Please return all lines in the listing holding the word "hand".

## EXTRACTED MATERIAL
========================================================================
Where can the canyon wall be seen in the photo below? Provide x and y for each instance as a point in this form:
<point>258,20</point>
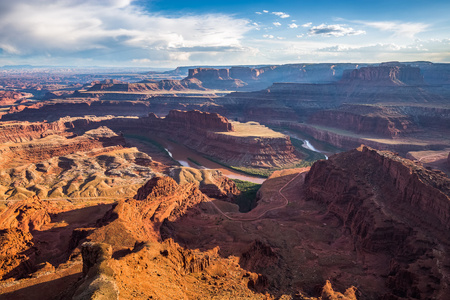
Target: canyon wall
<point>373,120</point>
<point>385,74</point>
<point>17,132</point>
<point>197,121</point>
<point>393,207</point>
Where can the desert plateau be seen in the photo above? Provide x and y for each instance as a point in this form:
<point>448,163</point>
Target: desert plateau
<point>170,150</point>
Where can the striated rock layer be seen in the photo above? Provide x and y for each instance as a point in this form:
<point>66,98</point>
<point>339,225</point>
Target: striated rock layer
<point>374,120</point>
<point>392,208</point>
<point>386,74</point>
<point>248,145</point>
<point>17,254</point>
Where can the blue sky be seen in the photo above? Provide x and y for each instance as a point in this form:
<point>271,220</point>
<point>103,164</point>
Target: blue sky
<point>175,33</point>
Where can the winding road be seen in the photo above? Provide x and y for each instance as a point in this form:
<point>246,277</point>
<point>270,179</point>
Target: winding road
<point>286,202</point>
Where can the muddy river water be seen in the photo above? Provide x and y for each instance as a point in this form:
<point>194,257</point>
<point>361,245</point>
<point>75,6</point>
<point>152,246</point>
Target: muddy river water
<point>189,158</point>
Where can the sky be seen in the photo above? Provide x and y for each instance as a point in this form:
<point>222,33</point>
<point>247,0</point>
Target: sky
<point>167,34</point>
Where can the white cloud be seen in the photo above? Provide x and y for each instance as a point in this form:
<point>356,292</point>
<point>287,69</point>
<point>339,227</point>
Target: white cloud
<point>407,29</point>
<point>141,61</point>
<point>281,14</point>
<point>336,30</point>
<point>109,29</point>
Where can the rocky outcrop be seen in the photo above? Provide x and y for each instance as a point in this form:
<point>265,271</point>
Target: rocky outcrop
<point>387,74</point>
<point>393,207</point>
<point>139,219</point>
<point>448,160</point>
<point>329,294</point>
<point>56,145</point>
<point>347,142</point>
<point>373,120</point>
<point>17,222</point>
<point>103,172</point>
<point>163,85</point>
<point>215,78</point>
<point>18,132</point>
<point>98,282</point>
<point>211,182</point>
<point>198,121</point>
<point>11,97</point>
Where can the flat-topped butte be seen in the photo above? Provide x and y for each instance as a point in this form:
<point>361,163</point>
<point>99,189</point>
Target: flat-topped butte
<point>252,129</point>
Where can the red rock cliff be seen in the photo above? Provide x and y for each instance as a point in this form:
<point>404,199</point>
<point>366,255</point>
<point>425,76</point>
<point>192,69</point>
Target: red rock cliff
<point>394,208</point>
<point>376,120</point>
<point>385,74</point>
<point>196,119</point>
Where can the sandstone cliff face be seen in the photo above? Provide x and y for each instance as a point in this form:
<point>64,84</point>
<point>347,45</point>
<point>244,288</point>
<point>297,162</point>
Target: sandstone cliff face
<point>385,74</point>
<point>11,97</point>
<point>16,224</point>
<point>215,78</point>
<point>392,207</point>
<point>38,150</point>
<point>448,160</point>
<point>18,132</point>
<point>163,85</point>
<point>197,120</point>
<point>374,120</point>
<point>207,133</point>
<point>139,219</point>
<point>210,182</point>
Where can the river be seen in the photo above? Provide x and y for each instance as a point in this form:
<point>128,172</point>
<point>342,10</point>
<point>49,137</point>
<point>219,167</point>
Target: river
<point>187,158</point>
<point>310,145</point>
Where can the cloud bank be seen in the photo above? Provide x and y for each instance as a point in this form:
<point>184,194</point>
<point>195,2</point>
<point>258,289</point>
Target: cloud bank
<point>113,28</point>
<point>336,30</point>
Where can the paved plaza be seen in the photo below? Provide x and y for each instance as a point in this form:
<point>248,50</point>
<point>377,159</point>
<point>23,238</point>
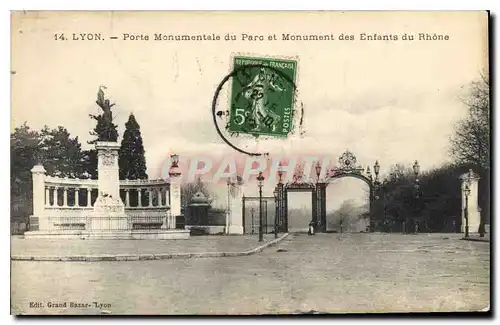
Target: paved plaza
========================================================================
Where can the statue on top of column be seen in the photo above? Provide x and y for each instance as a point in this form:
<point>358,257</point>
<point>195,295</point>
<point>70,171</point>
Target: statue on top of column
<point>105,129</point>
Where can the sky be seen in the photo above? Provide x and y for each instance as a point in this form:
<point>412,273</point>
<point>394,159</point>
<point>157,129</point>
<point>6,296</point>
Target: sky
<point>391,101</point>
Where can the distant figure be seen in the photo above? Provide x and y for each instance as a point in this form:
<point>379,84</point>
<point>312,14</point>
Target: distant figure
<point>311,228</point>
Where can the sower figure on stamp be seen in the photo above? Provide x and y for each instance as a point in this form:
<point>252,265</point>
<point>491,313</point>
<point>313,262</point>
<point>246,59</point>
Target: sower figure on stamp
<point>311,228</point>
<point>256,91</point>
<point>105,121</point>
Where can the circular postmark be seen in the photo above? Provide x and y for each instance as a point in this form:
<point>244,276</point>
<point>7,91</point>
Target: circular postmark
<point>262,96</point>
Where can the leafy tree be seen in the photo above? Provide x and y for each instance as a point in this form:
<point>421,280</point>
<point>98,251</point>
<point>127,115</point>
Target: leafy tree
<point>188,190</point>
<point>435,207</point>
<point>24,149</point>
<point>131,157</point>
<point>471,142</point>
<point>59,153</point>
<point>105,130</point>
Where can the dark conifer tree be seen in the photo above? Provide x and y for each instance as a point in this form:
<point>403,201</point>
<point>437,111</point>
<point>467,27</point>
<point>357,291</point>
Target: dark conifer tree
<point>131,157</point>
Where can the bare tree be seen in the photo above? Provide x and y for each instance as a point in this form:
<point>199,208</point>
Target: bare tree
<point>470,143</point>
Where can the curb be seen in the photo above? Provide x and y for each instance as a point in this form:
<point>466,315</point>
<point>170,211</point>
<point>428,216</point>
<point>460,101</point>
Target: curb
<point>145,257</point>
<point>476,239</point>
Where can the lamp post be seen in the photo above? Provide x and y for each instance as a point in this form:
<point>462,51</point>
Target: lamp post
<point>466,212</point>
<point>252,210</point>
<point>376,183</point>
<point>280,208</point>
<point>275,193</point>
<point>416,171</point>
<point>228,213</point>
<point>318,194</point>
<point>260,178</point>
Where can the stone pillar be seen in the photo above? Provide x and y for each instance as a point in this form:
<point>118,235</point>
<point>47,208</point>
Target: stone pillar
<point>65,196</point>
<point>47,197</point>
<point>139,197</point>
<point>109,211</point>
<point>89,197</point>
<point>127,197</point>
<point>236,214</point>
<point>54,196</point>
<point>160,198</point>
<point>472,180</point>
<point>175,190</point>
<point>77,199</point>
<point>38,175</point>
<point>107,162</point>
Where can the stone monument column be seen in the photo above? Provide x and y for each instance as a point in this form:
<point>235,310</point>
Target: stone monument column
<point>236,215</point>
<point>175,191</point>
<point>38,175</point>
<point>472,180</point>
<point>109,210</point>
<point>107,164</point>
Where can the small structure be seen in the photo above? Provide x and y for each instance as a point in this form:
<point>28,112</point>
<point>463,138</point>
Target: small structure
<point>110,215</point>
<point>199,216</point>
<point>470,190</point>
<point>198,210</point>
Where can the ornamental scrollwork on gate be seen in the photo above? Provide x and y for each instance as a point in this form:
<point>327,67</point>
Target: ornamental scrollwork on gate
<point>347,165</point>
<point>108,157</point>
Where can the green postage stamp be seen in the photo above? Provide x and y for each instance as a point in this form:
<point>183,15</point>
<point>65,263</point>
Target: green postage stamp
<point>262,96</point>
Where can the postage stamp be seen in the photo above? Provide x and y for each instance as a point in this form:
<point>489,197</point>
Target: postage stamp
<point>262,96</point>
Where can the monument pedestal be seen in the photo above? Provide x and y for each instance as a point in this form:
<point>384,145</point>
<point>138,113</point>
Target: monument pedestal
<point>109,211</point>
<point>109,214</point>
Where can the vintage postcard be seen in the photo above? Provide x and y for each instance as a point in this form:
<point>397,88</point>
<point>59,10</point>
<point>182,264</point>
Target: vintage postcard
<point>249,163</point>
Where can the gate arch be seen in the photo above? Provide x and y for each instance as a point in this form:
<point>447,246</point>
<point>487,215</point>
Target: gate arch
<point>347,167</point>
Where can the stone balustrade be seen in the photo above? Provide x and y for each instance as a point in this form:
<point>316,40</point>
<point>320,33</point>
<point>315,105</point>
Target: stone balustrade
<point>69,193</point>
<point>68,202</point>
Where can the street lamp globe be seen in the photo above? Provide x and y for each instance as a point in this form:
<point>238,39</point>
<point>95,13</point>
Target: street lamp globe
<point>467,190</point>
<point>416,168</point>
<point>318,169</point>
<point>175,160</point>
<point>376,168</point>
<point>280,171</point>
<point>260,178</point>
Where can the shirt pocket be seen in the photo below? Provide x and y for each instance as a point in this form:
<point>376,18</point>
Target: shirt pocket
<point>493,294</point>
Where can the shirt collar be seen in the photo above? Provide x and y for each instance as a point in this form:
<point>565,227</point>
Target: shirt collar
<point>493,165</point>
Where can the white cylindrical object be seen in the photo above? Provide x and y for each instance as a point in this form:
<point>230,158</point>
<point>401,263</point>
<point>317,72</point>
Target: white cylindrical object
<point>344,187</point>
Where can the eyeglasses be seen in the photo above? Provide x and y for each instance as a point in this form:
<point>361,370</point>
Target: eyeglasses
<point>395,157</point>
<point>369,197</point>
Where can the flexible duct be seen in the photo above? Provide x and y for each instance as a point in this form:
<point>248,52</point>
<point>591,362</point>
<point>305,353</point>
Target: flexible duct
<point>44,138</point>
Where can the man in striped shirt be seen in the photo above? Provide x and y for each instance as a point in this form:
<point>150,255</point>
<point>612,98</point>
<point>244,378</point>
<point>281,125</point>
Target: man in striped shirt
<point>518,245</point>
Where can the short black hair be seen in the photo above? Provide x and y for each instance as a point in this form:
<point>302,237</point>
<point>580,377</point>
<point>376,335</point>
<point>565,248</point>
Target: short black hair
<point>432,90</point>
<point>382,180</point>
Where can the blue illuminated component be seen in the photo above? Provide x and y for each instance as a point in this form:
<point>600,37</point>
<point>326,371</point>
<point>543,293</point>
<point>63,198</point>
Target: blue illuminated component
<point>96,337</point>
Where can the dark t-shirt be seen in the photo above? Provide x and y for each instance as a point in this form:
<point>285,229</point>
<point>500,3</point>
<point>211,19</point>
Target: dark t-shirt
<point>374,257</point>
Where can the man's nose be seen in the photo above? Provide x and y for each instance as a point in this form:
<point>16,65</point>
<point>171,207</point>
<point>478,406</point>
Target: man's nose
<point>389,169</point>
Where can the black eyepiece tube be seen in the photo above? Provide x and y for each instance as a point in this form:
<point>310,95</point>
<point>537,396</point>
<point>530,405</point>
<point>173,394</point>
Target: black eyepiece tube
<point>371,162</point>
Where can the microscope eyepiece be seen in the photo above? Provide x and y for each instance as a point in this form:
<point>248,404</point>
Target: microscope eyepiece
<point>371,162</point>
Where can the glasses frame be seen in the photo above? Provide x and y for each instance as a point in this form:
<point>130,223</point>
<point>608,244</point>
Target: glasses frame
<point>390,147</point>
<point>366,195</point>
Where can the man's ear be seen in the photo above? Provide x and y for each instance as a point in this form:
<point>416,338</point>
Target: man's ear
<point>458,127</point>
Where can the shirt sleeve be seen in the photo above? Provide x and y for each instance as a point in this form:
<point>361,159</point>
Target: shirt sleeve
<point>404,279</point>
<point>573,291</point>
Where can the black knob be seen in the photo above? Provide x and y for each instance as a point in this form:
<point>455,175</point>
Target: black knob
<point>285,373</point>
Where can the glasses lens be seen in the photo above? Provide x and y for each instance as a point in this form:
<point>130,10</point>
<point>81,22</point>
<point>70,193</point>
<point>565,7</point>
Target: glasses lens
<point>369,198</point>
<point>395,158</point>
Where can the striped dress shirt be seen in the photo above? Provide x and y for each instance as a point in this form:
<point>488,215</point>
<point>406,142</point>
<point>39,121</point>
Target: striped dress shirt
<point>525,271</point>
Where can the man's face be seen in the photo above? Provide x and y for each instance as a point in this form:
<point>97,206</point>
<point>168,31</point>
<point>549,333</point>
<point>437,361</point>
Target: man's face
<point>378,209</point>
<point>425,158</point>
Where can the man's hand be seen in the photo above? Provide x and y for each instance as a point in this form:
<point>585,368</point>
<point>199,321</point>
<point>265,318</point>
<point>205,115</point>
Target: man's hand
========================================================================
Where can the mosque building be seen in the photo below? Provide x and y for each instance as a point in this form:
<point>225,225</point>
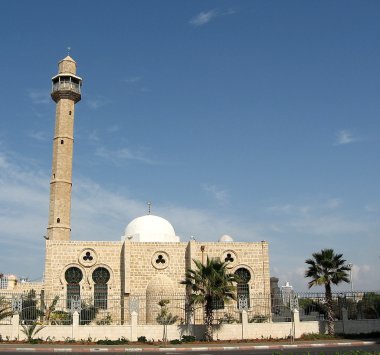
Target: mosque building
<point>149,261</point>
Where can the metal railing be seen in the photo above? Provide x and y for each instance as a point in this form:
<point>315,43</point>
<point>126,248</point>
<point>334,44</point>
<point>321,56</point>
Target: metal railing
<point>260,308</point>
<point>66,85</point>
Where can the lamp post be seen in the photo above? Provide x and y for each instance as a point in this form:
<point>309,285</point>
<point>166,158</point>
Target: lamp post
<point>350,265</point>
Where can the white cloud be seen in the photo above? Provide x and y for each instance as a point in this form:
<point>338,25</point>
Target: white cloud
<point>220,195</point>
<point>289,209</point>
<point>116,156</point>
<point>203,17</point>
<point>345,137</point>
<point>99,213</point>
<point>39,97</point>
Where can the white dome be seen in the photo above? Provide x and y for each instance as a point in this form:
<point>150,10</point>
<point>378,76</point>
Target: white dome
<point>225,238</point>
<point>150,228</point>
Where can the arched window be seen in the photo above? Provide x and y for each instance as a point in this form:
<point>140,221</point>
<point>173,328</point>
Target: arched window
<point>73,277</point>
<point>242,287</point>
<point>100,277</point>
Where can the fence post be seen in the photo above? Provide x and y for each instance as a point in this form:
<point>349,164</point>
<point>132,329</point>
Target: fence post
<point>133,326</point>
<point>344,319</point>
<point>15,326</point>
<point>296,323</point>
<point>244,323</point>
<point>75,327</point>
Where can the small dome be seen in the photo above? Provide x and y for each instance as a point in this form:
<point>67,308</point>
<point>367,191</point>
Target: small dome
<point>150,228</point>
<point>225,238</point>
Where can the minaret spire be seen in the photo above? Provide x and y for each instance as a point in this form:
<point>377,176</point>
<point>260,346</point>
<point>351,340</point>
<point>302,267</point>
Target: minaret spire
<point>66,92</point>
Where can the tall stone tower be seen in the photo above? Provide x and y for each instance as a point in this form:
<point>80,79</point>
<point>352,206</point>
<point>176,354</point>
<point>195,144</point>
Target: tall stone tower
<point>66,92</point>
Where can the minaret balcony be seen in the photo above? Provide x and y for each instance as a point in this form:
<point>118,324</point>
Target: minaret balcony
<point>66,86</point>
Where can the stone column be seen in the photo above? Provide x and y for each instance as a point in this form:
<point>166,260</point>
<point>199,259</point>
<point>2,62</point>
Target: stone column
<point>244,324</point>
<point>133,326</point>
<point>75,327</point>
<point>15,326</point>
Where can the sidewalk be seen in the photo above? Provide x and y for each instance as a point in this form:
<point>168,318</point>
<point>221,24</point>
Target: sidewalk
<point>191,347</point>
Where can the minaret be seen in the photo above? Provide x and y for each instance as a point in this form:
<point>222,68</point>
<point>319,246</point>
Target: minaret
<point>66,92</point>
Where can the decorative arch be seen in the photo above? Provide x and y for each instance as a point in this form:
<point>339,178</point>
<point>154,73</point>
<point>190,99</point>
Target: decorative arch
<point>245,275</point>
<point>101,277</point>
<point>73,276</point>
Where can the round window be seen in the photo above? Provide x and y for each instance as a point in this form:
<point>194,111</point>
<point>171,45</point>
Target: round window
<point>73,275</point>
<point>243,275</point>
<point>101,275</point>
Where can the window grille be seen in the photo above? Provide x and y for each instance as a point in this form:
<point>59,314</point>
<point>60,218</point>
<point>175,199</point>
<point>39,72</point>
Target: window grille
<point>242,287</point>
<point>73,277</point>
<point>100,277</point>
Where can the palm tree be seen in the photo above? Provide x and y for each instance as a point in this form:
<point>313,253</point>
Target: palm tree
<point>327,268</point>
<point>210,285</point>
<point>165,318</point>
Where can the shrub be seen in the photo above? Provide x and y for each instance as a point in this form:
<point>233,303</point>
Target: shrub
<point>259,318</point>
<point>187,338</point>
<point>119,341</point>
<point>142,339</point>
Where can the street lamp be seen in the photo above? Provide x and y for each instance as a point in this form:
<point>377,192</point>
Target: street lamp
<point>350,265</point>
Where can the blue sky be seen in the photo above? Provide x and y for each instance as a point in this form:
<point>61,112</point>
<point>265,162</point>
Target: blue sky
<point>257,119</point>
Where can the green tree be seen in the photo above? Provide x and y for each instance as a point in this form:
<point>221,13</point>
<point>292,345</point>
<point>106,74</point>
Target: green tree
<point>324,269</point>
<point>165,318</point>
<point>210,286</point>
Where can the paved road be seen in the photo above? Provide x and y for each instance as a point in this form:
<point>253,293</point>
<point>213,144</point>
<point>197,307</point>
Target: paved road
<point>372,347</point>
========================================================================
## RESULT OF THIS EXERCISE
Where can the man's hand be seen in the photo above? Provide x and y for each instance as a point in this form:
Target: man's hand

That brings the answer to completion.